EXERCISE BRIEF :: Copy the entries word for word. Keep the pictures out.

EXERCISE INPUT ::
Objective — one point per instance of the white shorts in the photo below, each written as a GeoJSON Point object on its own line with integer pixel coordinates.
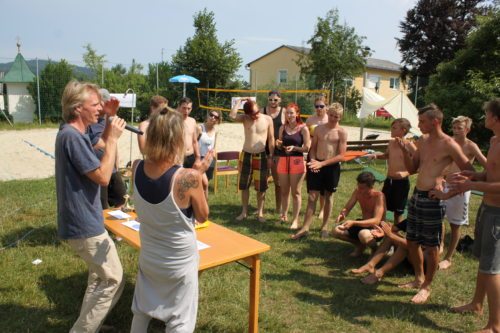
{"type": "Point", "coordinates": [457, 209]}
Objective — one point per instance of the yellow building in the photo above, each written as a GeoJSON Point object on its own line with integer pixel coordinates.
{"type": "Point", "coordinates": [279, 67]}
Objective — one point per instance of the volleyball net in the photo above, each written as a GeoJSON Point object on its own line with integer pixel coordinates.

RESULT OF THIS TASK ::
Objective — one point per instance of the white shorts in the photo below, each written as a GeoJSON Point object on its own line with integer pixel coordinates.
{"type": "Point", "coordinates": [457, 209]}
Objective — one point per instance of the yellow building in the photo above, each written as a GeoJSON Point object on its own line with integer pixel coordinates.
{"type": "Point", "coordinates": [279, 67]}
Objective — one point per instance of the volleyball net in the photo above, each written as a GeoJSON Point object on its own line with integer pixel coordinates.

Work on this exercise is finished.